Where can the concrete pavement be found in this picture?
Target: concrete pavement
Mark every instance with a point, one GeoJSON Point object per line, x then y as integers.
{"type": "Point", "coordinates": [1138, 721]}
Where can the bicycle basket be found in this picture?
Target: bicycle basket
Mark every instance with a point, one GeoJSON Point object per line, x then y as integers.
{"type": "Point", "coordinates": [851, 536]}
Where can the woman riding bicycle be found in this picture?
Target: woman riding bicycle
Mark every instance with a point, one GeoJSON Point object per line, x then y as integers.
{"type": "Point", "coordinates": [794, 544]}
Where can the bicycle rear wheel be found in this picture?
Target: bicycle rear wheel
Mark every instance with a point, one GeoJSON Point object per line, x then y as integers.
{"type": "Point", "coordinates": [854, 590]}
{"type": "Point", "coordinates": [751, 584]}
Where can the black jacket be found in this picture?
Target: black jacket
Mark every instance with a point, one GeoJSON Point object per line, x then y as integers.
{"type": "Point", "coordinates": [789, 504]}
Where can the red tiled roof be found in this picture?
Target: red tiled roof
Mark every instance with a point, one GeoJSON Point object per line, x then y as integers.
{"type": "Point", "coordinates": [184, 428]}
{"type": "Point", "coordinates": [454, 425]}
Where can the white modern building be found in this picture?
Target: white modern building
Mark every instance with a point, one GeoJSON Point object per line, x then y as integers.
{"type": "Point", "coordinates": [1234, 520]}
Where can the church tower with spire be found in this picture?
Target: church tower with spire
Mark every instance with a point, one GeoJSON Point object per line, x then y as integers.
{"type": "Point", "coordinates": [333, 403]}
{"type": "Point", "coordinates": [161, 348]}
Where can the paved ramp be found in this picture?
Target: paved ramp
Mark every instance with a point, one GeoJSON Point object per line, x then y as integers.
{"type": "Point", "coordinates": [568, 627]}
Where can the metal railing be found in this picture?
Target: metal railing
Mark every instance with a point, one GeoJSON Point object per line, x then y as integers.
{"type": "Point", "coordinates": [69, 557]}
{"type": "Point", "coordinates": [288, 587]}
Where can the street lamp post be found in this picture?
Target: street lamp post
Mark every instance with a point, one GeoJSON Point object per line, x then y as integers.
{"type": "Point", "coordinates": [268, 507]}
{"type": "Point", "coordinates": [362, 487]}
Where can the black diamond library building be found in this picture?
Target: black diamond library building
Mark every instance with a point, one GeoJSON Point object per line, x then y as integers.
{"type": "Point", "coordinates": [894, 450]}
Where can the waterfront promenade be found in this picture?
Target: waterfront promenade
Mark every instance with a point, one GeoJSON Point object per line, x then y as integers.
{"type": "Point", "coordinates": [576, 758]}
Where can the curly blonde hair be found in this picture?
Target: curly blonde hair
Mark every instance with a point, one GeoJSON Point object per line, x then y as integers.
==*==
■ **Exercise aim**
Whichever lines of the records above hold the word "jacket" should all be copied out.

■ **Output for this task**
Where can the black jacket be found in this picture?
Target: black jacket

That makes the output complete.